◆ Source records ◆
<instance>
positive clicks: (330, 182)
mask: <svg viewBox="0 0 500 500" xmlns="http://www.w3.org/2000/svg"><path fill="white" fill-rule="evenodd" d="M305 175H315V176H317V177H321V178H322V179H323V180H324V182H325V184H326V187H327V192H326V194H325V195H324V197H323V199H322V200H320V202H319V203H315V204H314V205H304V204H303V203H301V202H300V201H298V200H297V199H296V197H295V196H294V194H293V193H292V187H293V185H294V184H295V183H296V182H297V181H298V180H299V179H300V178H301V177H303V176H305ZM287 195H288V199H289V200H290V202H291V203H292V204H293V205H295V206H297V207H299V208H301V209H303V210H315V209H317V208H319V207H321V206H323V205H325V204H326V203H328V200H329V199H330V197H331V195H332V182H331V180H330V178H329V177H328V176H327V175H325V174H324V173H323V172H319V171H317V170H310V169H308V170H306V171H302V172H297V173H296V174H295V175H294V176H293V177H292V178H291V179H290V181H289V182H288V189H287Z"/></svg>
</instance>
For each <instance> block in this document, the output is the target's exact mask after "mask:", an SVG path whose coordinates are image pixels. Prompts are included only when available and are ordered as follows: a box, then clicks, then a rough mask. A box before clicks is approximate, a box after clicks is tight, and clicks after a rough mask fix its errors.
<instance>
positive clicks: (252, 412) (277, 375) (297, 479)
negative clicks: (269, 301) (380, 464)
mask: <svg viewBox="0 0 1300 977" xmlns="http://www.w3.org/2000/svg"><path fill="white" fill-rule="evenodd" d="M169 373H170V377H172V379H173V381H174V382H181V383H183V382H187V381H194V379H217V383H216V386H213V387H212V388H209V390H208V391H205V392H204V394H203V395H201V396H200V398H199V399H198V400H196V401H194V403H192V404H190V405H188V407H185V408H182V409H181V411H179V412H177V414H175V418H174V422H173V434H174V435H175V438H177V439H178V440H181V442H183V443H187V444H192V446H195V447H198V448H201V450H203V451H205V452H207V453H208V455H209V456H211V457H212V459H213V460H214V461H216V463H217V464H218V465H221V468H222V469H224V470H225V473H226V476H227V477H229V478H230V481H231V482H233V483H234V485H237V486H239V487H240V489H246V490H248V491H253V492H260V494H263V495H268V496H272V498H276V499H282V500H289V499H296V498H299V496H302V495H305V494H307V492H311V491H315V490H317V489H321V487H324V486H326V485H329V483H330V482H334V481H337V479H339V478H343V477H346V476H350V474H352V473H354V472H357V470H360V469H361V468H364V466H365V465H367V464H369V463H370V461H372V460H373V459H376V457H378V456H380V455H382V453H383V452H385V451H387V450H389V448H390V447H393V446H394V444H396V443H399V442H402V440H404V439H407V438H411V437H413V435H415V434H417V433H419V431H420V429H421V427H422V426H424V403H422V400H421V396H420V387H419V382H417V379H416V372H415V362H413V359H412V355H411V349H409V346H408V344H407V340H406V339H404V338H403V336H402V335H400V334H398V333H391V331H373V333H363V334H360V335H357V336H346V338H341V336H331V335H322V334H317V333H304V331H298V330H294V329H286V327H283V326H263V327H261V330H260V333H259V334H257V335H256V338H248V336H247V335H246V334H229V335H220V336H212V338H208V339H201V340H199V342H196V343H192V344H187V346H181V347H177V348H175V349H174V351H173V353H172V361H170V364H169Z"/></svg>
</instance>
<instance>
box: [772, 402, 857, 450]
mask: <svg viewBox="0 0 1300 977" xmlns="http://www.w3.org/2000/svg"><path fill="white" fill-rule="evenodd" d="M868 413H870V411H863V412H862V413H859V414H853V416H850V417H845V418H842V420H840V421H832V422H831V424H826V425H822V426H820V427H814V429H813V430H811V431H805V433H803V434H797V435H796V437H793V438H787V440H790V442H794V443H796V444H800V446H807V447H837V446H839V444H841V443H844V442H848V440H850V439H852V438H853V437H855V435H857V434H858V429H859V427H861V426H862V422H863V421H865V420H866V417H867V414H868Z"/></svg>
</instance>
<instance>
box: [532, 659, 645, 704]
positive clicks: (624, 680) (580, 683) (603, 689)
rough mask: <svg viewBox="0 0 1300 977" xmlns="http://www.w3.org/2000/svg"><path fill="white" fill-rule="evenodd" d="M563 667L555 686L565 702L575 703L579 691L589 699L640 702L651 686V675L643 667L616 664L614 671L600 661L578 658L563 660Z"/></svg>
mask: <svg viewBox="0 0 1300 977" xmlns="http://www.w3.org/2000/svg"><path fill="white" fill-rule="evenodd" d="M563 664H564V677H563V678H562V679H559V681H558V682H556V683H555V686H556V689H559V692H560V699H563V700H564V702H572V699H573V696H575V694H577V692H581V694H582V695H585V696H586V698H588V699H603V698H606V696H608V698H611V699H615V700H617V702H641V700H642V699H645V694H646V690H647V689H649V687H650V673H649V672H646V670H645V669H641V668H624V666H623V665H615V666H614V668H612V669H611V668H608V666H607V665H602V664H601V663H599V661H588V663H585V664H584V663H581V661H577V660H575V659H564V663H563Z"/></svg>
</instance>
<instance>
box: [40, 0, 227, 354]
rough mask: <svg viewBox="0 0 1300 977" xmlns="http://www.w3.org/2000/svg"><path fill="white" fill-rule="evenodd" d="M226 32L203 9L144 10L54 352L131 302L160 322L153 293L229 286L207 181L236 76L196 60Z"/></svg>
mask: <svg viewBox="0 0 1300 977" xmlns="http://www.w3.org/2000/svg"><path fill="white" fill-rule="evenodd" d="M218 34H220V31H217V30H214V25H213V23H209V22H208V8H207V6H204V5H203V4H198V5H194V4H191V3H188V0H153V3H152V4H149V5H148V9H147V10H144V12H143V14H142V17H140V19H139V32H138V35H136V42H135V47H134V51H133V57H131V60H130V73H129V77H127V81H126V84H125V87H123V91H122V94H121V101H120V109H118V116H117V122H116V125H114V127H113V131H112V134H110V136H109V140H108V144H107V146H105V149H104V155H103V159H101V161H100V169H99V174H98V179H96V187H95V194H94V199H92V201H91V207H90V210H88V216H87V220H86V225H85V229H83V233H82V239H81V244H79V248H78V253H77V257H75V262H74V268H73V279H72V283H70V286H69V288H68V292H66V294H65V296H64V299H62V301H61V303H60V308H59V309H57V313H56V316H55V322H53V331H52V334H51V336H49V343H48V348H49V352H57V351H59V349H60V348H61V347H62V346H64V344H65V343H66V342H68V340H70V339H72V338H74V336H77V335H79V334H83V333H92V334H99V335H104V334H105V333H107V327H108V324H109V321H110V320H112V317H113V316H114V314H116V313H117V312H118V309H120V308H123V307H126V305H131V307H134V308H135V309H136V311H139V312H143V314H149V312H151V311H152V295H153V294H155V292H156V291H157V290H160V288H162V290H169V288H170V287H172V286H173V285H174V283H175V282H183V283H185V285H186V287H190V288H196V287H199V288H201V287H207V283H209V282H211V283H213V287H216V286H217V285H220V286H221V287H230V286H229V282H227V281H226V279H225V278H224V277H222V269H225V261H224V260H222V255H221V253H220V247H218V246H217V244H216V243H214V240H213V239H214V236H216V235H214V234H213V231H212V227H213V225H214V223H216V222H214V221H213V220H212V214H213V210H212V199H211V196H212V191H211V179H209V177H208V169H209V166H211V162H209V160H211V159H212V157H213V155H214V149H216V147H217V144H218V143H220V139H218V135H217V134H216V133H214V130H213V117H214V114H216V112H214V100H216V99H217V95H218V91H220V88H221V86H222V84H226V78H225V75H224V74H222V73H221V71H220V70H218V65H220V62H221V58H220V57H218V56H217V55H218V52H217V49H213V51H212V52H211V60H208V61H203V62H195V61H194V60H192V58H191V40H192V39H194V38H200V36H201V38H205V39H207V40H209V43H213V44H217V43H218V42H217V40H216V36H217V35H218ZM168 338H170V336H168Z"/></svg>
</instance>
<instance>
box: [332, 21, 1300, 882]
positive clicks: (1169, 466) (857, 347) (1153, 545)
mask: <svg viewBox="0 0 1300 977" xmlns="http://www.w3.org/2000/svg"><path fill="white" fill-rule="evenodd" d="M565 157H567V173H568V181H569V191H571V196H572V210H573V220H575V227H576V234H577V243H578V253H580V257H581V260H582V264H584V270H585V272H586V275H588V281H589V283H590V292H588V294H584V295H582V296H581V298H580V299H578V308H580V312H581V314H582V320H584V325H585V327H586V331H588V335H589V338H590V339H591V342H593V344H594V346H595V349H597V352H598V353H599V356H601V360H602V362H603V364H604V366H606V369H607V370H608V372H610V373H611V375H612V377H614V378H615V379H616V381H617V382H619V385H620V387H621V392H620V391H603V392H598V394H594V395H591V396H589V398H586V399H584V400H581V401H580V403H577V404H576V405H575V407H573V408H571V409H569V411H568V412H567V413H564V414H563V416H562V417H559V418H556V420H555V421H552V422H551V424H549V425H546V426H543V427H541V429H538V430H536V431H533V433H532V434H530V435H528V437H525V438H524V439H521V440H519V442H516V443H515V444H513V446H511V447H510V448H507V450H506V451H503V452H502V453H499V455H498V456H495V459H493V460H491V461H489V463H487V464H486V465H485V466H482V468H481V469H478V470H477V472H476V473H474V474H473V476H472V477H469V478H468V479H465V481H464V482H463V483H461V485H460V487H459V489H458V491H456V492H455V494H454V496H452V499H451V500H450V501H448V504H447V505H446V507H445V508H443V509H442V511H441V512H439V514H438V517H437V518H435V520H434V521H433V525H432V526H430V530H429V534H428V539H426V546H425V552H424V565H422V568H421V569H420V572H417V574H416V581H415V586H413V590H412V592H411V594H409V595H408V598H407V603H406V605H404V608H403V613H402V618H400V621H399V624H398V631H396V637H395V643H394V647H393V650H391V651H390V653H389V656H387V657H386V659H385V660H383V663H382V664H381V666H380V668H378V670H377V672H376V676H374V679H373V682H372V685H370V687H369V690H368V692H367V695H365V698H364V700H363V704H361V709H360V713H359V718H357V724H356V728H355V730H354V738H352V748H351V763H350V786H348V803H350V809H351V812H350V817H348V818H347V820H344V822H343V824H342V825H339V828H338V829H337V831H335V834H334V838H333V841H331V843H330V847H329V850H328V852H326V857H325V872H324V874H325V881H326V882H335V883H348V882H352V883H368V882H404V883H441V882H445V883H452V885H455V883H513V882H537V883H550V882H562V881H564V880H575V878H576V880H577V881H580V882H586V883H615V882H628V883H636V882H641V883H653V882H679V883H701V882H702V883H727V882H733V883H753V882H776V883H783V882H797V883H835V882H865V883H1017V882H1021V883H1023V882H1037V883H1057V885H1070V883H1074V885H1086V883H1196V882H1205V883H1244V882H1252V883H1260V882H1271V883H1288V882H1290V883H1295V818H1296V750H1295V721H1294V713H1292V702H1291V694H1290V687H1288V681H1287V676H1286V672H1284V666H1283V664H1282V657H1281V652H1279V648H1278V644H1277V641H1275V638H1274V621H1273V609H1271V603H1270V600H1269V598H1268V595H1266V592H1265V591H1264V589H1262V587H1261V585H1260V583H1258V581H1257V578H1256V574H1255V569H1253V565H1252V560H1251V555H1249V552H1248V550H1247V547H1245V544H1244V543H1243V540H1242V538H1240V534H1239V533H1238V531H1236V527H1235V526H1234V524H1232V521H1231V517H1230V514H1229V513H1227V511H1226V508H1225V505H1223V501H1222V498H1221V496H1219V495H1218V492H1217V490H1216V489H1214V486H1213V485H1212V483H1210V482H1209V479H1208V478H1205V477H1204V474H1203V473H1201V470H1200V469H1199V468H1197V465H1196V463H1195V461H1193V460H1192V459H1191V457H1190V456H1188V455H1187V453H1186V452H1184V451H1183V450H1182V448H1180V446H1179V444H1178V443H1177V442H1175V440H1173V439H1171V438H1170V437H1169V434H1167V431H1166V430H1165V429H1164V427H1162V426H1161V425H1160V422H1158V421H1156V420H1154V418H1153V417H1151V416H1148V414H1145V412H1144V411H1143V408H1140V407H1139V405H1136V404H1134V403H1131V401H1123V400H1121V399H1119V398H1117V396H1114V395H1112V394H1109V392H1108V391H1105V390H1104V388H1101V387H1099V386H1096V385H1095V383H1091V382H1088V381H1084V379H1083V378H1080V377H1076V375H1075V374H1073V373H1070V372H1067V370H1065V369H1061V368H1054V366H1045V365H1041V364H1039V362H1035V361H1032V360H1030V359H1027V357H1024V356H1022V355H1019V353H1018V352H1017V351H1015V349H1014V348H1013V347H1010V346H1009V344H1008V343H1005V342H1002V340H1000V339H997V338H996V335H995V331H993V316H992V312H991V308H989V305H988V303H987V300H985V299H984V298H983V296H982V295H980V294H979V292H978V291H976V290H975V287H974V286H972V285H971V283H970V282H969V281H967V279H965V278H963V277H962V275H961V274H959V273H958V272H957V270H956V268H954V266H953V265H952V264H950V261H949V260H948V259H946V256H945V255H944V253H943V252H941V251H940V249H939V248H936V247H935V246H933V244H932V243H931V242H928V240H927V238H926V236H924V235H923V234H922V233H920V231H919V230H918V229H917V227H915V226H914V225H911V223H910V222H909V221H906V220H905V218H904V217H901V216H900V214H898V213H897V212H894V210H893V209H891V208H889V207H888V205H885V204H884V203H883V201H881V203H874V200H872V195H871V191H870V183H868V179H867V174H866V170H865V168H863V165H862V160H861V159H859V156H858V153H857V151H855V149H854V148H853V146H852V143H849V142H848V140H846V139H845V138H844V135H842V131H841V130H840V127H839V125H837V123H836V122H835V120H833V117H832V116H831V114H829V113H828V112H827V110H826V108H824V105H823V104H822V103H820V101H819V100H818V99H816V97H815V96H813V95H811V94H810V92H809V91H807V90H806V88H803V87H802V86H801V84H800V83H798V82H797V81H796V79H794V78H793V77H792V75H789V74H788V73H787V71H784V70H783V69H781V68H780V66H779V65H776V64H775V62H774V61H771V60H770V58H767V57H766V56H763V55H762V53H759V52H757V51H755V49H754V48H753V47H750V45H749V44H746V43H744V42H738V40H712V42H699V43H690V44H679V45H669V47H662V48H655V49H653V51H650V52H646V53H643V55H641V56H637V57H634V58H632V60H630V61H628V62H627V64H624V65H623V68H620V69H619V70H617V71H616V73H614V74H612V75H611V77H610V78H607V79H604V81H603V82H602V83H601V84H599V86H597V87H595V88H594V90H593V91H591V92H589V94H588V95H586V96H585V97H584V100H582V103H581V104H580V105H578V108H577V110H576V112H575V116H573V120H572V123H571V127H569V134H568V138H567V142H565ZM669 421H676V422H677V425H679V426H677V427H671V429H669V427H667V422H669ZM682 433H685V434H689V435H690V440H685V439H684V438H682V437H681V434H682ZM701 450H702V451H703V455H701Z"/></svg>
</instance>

◆ Task description ◆
The required answer is the number of lines in the listing above that contain the word "positive", with nothing added.

◆ Response below ◆
4